● **The input**:
#####

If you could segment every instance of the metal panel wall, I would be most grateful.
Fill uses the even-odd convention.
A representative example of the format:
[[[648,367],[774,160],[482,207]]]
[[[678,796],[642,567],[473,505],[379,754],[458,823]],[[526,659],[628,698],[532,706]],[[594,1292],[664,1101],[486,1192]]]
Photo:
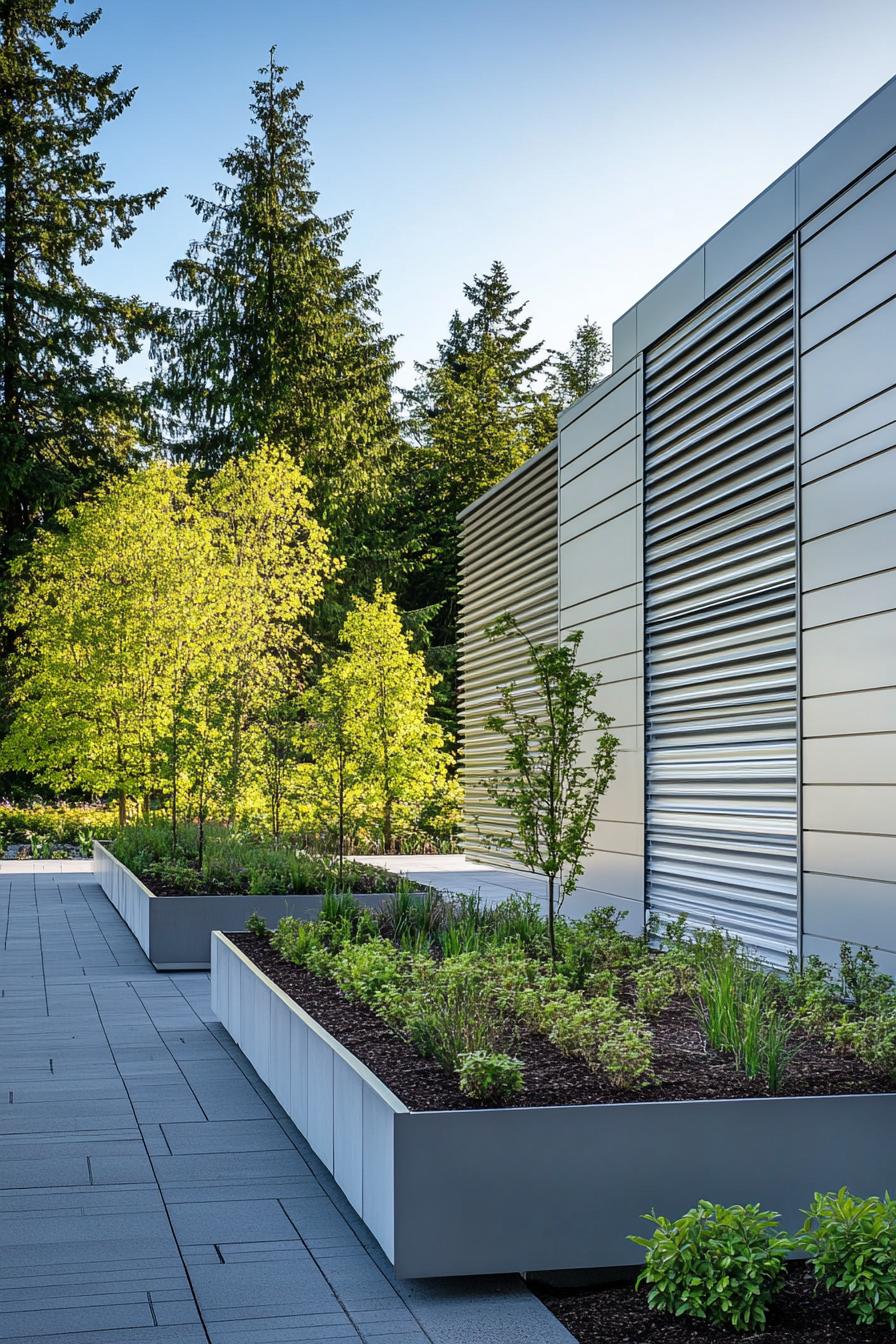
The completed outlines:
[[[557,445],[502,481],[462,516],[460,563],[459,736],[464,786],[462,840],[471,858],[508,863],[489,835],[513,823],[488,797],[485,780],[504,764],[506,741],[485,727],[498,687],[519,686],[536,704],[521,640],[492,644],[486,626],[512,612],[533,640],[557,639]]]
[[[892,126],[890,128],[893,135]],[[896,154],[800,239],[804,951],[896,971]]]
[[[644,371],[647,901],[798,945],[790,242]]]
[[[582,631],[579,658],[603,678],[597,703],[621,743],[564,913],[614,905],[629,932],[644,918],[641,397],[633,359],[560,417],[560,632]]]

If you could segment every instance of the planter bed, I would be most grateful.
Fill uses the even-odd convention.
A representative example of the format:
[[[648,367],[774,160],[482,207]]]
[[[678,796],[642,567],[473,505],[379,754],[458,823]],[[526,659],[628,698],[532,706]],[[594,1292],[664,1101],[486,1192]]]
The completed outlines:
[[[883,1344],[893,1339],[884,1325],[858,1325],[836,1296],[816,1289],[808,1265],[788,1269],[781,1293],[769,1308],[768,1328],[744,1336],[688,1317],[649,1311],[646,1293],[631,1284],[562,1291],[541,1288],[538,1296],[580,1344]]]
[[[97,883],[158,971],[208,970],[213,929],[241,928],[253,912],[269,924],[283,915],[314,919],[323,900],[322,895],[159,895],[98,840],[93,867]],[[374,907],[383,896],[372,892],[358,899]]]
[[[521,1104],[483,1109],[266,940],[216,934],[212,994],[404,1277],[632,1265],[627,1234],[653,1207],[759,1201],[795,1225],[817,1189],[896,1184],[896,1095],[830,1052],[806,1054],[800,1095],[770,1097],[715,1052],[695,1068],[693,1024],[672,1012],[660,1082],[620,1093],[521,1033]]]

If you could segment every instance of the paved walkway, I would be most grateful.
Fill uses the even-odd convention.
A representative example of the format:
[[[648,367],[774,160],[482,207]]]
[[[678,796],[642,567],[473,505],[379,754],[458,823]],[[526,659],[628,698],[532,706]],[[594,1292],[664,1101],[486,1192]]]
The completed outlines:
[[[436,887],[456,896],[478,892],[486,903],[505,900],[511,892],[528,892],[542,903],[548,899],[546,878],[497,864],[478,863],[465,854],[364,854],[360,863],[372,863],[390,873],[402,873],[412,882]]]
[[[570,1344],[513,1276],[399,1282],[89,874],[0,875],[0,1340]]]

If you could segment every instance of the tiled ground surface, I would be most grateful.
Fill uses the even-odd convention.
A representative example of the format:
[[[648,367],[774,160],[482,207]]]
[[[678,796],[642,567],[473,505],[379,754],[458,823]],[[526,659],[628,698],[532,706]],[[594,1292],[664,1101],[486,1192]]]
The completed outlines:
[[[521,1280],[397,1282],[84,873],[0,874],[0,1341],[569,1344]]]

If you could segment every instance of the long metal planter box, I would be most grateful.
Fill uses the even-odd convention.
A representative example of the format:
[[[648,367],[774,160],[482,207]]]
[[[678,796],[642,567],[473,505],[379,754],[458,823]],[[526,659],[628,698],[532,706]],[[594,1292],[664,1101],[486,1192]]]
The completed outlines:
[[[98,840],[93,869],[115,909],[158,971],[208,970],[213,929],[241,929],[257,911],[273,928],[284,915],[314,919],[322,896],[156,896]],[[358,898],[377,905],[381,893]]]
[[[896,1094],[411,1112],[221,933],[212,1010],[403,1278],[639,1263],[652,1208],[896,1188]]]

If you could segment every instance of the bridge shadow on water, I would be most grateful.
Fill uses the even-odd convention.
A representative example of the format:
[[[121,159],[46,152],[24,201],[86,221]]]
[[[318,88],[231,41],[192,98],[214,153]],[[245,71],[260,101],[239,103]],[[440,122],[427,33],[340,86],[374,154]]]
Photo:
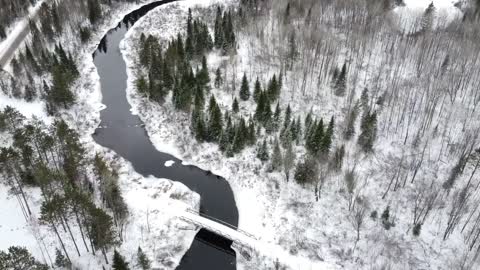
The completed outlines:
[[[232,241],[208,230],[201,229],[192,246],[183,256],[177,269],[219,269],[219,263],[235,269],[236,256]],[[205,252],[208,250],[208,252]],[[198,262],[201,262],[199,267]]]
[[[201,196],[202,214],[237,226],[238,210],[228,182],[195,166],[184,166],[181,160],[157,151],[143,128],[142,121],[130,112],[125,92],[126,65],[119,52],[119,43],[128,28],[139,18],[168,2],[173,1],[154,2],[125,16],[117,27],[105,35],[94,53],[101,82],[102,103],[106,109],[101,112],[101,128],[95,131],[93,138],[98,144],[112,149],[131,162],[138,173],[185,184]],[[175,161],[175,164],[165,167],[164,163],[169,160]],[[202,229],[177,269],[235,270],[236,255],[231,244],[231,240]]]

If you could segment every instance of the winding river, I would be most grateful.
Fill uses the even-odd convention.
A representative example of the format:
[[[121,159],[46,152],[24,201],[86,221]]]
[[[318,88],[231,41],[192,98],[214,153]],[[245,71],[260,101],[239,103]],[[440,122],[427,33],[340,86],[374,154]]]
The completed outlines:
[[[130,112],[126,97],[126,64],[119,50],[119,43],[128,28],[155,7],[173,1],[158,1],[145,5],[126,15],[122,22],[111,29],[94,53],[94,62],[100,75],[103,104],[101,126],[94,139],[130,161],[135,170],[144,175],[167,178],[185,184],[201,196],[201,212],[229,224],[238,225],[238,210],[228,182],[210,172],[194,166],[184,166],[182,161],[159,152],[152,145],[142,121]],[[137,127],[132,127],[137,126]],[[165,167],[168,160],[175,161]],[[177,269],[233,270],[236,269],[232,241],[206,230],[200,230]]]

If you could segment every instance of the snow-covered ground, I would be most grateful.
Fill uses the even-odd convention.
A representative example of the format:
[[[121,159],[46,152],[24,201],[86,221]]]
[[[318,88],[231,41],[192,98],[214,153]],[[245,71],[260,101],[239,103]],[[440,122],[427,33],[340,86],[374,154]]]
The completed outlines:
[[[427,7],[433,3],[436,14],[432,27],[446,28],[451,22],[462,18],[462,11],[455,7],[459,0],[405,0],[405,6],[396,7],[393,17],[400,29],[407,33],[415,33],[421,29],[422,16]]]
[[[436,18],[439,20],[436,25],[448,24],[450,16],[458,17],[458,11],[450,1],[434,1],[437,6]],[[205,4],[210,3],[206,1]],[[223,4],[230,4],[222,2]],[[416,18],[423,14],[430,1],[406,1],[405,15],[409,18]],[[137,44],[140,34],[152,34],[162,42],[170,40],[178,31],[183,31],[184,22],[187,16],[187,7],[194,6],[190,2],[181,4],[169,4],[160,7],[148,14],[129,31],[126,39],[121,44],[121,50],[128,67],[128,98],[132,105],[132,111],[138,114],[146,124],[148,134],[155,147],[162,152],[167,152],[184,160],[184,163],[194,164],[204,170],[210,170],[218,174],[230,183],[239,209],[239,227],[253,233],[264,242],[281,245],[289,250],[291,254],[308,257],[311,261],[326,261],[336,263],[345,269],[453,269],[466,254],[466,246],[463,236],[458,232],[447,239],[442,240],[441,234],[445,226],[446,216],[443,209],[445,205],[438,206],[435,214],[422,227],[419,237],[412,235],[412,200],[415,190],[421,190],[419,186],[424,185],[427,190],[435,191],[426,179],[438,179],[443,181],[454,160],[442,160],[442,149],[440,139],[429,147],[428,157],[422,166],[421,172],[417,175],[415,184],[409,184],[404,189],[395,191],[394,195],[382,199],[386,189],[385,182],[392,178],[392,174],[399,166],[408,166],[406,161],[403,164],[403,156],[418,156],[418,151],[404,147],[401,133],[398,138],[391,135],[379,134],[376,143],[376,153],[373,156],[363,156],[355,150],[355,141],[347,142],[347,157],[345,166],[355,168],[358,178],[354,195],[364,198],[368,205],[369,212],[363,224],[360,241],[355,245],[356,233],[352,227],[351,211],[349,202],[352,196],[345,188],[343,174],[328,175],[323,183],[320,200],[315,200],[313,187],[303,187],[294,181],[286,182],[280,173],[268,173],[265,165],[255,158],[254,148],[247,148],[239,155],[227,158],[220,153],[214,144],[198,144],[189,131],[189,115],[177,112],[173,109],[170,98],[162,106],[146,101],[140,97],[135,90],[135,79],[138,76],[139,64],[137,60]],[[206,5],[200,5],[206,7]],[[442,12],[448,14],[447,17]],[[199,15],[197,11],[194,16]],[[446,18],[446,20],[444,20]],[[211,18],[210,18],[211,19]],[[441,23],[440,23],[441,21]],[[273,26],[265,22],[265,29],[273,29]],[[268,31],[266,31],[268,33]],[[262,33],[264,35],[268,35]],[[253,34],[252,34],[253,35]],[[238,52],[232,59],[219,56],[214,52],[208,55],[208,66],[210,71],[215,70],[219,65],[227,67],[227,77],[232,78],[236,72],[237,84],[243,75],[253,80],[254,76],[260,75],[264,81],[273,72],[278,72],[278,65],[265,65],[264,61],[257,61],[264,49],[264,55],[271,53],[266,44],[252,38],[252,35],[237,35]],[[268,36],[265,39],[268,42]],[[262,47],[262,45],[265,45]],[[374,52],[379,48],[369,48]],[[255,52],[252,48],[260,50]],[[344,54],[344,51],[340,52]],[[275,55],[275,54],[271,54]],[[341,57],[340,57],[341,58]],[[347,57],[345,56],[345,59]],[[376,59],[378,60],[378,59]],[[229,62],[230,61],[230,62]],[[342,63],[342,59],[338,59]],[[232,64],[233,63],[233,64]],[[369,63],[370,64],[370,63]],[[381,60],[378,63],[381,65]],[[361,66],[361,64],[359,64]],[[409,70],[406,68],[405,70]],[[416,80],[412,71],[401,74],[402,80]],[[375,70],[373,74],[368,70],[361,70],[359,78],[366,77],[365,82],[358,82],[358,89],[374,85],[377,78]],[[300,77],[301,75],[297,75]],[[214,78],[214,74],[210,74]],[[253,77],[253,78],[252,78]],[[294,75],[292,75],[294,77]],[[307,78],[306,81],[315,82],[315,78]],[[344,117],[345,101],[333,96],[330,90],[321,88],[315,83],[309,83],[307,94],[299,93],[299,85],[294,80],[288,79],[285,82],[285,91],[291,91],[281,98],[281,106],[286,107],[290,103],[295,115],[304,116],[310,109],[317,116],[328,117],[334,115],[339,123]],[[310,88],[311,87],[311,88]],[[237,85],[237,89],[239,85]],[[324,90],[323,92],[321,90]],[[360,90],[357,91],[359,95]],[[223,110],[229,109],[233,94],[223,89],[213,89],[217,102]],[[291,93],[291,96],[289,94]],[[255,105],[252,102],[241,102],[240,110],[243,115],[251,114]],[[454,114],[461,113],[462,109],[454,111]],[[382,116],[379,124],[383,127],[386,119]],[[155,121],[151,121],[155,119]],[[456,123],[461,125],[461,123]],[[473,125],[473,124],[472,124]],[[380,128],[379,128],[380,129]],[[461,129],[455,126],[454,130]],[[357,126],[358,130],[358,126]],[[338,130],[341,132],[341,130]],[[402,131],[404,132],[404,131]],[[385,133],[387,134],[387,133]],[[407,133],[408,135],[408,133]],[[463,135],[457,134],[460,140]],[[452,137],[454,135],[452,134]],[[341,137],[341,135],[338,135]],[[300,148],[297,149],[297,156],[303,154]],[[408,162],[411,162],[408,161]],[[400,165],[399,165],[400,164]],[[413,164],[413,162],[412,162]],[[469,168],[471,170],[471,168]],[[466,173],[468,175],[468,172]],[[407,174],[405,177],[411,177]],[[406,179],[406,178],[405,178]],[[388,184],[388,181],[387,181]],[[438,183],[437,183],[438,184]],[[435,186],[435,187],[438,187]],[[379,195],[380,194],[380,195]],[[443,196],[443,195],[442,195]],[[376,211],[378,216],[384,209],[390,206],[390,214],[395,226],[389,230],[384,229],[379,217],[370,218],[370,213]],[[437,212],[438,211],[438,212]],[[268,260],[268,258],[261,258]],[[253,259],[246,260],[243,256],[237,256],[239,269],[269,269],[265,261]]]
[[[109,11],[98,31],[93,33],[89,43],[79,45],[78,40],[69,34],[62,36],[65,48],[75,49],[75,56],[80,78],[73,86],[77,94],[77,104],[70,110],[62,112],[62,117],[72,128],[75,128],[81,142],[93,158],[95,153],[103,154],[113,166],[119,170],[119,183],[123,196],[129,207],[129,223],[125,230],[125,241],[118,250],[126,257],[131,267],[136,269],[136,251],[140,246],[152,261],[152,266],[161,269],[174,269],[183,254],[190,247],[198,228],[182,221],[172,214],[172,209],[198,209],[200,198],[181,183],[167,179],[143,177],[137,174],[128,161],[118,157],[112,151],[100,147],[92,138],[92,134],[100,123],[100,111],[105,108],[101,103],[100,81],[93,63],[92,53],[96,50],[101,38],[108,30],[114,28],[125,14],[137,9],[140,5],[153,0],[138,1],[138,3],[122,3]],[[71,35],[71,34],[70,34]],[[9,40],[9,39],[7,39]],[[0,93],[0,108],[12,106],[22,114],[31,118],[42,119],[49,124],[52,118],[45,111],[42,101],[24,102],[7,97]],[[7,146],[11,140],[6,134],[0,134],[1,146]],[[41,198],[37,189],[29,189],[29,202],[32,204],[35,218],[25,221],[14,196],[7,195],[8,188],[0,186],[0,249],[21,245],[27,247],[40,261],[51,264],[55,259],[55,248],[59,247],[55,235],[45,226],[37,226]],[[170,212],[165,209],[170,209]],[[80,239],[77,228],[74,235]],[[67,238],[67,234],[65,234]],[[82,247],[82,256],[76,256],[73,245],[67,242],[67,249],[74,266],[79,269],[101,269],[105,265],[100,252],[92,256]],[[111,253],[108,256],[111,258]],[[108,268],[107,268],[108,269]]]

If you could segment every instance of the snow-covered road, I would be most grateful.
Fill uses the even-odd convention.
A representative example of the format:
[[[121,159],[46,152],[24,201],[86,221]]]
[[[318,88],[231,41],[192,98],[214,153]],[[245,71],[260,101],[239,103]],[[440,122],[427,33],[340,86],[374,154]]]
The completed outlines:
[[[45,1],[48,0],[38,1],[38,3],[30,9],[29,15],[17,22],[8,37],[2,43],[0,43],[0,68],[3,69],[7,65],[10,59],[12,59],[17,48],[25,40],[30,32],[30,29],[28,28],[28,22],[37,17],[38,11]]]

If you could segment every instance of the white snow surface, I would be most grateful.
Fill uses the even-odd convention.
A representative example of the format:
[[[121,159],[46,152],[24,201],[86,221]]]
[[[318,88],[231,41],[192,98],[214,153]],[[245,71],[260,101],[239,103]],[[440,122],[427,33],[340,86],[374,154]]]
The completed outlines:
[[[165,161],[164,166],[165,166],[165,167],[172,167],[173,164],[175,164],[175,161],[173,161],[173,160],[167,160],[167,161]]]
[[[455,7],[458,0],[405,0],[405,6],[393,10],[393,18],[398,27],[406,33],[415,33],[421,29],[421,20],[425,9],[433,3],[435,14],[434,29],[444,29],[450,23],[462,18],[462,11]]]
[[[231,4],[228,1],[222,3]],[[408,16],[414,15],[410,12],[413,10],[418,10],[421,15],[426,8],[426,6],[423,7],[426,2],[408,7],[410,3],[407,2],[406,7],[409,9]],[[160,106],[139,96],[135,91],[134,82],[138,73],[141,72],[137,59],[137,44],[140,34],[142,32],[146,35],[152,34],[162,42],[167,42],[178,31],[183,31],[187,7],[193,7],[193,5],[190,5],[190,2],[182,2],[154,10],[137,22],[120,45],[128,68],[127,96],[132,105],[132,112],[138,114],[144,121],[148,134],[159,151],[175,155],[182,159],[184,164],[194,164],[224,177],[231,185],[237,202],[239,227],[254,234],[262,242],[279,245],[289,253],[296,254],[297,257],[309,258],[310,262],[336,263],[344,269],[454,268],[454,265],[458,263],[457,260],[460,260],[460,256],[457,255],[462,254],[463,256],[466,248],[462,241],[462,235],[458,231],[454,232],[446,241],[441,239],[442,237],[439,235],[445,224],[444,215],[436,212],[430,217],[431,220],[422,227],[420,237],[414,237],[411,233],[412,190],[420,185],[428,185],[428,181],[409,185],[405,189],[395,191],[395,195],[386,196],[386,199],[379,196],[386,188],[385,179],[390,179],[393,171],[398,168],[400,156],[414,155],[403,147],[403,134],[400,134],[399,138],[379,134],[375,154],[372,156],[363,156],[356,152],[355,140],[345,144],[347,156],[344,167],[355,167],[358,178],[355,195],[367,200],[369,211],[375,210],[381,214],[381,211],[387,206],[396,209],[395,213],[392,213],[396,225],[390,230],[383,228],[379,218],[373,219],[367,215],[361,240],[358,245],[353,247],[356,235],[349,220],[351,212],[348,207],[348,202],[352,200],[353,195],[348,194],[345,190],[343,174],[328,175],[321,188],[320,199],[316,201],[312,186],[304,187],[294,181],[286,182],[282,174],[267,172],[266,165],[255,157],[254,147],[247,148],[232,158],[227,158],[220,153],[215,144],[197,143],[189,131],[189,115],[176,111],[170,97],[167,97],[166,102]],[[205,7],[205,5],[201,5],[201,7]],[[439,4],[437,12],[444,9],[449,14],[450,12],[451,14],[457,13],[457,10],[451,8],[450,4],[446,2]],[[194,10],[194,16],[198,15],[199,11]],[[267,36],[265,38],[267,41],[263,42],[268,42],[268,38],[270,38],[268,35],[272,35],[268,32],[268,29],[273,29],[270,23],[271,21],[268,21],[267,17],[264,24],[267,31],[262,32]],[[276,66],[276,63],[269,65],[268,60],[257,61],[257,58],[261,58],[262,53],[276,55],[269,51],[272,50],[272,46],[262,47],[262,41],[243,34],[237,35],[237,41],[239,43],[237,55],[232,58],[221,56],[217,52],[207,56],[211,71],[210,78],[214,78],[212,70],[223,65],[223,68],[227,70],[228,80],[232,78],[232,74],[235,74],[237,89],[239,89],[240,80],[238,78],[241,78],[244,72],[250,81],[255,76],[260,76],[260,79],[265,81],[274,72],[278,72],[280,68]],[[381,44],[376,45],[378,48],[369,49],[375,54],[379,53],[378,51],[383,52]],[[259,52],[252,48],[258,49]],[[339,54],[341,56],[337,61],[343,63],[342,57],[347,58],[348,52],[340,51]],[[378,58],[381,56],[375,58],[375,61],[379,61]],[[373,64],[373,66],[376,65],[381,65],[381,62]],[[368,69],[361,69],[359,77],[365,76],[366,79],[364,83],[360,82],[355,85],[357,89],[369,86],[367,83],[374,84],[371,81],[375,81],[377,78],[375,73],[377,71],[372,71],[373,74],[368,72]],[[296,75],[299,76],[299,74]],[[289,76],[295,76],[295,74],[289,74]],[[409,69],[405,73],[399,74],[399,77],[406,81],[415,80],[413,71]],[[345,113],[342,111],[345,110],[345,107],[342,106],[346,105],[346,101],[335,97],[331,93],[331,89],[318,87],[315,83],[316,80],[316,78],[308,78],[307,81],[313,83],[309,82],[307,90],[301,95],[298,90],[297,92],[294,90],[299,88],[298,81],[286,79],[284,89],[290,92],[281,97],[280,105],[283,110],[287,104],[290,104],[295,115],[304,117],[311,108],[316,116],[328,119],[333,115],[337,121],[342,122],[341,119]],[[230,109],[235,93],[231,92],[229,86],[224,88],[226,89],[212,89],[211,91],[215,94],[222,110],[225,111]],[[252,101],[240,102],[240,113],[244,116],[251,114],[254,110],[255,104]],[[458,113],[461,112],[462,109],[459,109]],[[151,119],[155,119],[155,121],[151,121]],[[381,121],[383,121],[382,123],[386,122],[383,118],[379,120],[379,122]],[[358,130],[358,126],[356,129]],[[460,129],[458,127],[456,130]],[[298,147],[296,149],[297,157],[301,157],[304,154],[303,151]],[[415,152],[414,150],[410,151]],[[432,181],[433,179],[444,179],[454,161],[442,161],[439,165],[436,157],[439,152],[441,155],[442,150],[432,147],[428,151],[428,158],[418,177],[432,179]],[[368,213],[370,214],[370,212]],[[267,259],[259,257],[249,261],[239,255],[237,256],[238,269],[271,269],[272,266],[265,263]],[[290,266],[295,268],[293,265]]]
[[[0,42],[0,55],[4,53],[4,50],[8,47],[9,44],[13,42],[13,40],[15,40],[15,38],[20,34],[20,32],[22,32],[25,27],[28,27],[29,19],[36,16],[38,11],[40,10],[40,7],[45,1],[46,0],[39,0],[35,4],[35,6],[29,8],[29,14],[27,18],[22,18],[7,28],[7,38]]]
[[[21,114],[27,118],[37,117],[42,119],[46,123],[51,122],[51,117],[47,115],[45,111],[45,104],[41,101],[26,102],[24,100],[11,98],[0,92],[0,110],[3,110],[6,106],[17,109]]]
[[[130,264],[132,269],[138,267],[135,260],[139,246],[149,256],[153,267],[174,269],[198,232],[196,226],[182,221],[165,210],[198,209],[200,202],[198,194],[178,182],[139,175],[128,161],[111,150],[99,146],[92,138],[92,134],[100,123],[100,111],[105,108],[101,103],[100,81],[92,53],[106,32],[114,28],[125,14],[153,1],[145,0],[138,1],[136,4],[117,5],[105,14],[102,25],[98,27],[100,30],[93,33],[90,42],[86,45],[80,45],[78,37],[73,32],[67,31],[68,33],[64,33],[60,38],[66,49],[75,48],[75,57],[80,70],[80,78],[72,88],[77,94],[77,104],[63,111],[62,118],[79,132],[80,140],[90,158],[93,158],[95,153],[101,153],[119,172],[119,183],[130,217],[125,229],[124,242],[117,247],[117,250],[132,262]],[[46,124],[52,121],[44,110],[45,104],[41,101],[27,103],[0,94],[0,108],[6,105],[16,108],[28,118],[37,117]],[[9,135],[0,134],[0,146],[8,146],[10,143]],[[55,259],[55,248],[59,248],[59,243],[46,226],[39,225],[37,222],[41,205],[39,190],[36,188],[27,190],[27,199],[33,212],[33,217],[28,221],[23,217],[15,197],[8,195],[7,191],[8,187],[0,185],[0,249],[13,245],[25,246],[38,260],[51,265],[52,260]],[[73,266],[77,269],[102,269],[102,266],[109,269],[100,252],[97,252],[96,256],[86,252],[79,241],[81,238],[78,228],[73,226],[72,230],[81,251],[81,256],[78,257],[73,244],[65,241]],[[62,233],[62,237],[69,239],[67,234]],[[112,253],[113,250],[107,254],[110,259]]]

#####

● **Exercise directions**:
Each line in the listing above that contains "snow" should be copied.

● **Exercise solution**:
If you could segment every instance of the snow-covered ground, I would be most grateful.
If you could segment every instance of the snow-covered road, I would be most grateful.
If you could segment every instance of the white snow surface, I would be most grateful.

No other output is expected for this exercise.